*** Opening of Data extract ***

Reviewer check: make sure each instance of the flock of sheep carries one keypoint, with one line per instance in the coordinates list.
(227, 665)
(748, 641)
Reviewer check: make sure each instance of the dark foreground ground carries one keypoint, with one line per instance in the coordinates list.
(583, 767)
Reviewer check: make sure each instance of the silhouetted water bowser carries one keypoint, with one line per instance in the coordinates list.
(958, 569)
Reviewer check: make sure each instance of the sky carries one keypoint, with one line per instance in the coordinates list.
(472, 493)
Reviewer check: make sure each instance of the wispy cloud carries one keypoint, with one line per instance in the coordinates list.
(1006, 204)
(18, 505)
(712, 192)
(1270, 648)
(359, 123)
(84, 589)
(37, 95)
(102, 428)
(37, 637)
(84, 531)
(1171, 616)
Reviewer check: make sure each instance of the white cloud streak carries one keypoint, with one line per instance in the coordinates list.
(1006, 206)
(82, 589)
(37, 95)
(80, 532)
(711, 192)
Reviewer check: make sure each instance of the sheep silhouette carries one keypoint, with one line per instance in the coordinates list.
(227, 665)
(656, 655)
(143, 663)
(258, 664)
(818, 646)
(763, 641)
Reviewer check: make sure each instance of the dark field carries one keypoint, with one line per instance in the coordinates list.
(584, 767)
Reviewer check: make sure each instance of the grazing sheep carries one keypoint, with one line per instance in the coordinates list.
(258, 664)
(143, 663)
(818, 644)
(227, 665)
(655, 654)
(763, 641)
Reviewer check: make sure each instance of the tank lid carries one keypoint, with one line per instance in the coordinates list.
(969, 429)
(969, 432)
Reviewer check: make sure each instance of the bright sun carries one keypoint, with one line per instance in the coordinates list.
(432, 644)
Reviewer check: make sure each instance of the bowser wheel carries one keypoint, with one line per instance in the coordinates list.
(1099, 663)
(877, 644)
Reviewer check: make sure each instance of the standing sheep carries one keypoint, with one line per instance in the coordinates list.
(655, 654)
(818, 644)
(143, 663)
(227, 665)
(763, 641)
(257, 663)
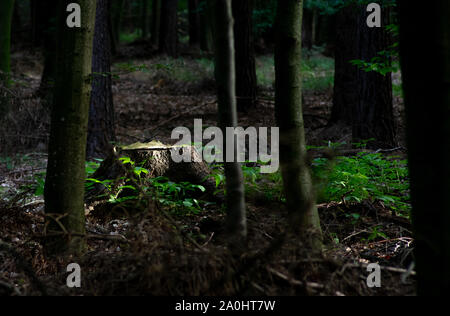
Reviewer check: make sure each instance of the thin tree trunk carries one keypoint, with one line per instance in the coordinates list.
(373, 115)
(362, 99)
(297, 180)
(246, 84)
(144, 18)
(6, 12)
(194, 23)
(49, 38)
(225, 79)
(101, 114)
(64, 186)
(425, 60)
(117, 7)
(206, 33)
(156, 22)
(168, 40)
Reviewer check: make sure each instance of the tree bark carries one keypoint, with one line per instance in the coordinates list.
(206, 33)
(226, 94)
(64, 186)
(145, 5)
(194, 23)
(168, 40)
(425, 61)
(117, 7)
(156, 22)
(246, 84)
(6, 12)
(362, 99)
(296, 174)
(101, 114)
(48, 21)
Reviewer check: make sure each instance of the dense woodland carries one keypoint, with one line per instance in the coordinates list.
(95, 96)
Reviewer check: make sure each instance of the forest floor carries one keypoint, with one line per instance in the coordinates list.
(145, 253)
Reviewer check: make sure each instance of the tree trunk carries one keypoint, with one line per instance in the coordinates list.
(362, 99)
(373, 115)
(48, 21)
(194, 23)
(297, 181)
(246, 84)
(6, 12)
(345, 93)
(425, 60)
(168, 40)
(117, 7)
(64, 186)
(226, 84)
(206, 36)
(144, 18)
(156, 22)
(101, 114)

*** Close of Data extract ***

About this exercise
A word-for-word transcription of the listing is needed, minus its images.

Task output
Reviewer check: make sure each instance of the flock of sheep carries one keypoint, with one line per instance in the coordinates list.
(227, 665)
(748, 641)
Reviewer check: make sure each instance of the dark foreground ground carries one keypoint, with one line per instance in the coordinates list.
(583, 767)
Reviewer check: make sure each instance of the silhouetted water bowser carries one keypoint, with one line per instance in the coordinates list.
(958, 569)
Reviewer check: make sure each instance of the sky carries one keypoint, with one line per instance in the coordinates list.
(472, 493)
Reviewer check: make sure each instance of the wispy cloud carries one keypoint, with one line per instance in the coordinates list.
(1006, 204)
(18, 505)
(712, 192)
(1270, 648)
(359, 123)
(84, 589)
(37, 95)
(102, 428)
(37, 637)
(84, 531)
(1171, 616)
Reviewer check: make sure each instance of the white cloud streak carries one keypoint, with one line per instance in the coordinates list.
(1006, 206)
(82, 589)
(37, 95)
(80, 532)
(711, 192)
Reviewer check: make sure each instance of the sheep silhouette carries one keypoint, with one line per instance in the coordinates list.
(227, 665)
(656, 655)
(143, 663)
(258, 664)
(818, 646)
(763, 641)
Reviewer check: make sure each instance of the dark field carries one keypoint, with one line per instance in the coordinates list.
(584, 767)
Reviewer check: make sure each instance of the grazing sheep carries one keypoint, with one line per instance in the coordinates list.
(258, 664)
(143, 663)
(818, 644)
(227, 665)
(655, 654)
(763, 641)
Reviewer check: make sure each instance of the tank lid carries one keypoint, with one line per instance in the coordinates list.
(969, 429)
(969, 432)
Reviewer check: make sure each instance of the bright sun carries one keypoint, with one line per instance in the coordinates list.
(432, 644)
Reviewer check: make sure each instance of the bowser wheel carries one keypoint, with one line per instance in the coordinates list.
(1099, 663)
(877, 644)
Reviewer check: make sure each instance of the standing sheep carries one keypoint, with one line per instance in the coordinates list.
(655, 654)
(818, 644)
(143, 663)
(227, 665)
(763, 641)
(257, 663)
Reviewer check: make sure each instance of the thin tree trunk carries one keypoint, with one line per instance in the coordinates list.
(373, 115)
(362, 99)
(297, 180)
(246, 84)
(144, 18)
(6, 12)
(194, 23)
(49, 38)
(225, 79)
(101, 114)
(64, 186)
(425, 60)
(117, 7)
(206, 33)
(156, 22)
(168, 40)
Reviewer check: make sure each instance of the tree bark carries one keypoint, with one line per instance in the coordinates list.
(206, 33)
(226, 94)
(64, 186)
(145, 5)
(194, 23)
(168, 40)
(425, 61)
(117, 7)
(156, 22)
(246, 84)
(6, 12)
(362, 99)
(296, 174)
(101, 114)
(48, 21)
Reviewer check: make sure each instance of the dense woodland carries one keypoint, with one line per instance in the coordinates list.
(95, 96)
Reviewer check: make sure each instance of the forest floor carries one keypoint, with one line per instance in the coordinates list.
(145, 253)
Reviewer check: make sure each instance of the tree trunk carries one keypoint, with one line per instance in the coordinates list.
(362, 99)
(373, 115)
(48, 21)
(194, 23)
(297, 181)
(246, 84)
(6, 12)
(345, 93)
(425, 60)
(168, 40)
(117, 7)
(64, 186)
(226, 84)
(206, 36)
(144, 18)
(156, 22)
(101, 114)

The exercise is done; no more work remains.